-- BEGIN INPUT ROWS --

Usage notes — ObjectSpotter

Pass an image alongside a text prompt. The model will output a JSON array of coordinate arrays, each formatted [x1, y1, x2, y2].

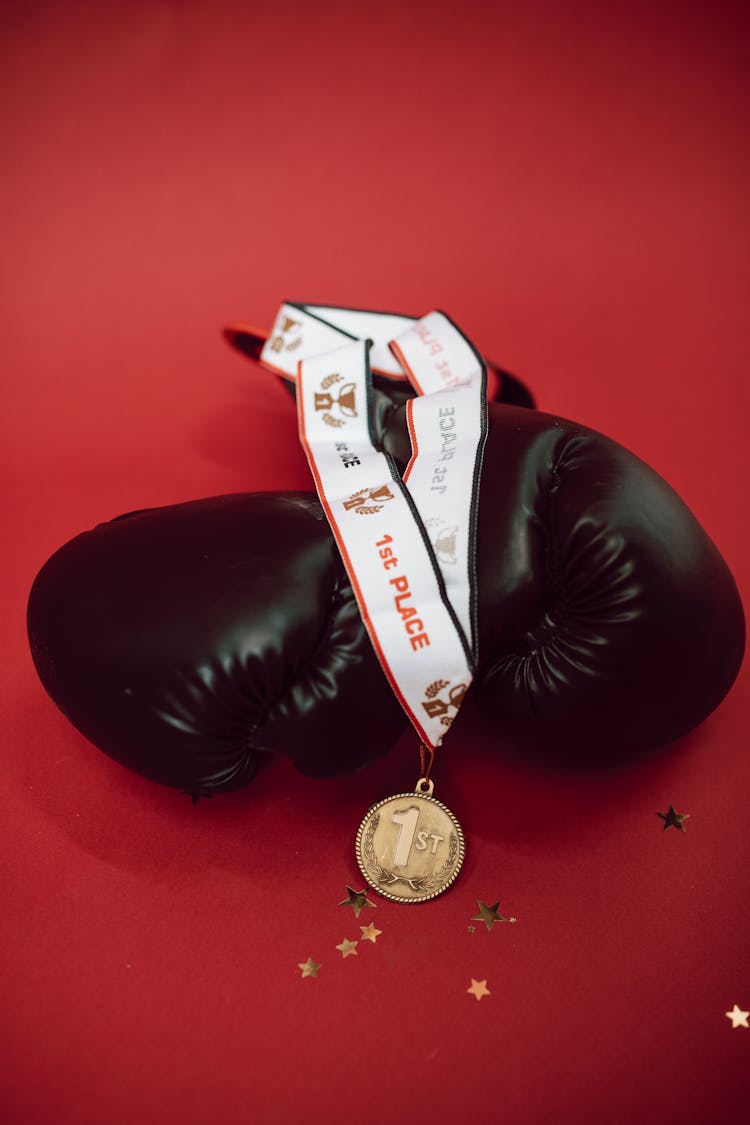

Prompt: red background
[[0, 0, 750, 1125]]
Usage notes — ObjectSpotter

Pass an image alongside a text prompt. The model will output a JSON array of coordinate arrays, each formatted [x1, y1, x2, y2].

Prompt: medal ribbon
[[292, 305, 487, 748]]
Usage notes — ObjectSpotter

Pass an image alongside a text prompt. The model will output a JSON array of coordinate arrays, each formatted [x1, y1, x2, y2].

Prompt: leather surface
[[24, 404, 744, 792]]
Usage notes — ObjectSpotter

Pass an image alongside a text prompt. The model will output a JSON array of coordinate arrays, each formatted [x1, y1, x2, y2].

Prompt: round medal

-- END INPUT ROWS --

*THE TASK*
Convert the records from the start up to and including the line with "[[292, 305, 487, 748]]" into a JSON list of strings, one string per line, with blank lines skipped and the pictures left out.

*WRITTEN SOLUTION*
[
  "Usage notes — ObjectSpotter",
  "Pass an image alongside a text prompt. The model will output a JSON array of coordinate arrays, each formatted [x1, y1, x2, y2].",
  "Prompt: red background",
  "[[0, 0, 750, 1125]]",
  "Usage notes — ObjectSpotter",
  "Pass an image alongside a text prompt. The model will output a JSON array of coordinate arrays, each formatted [x1, y1, x2, y2].",
  "Prompt: medal ribbon",
  "[[292, 305, 487, 748]]"
]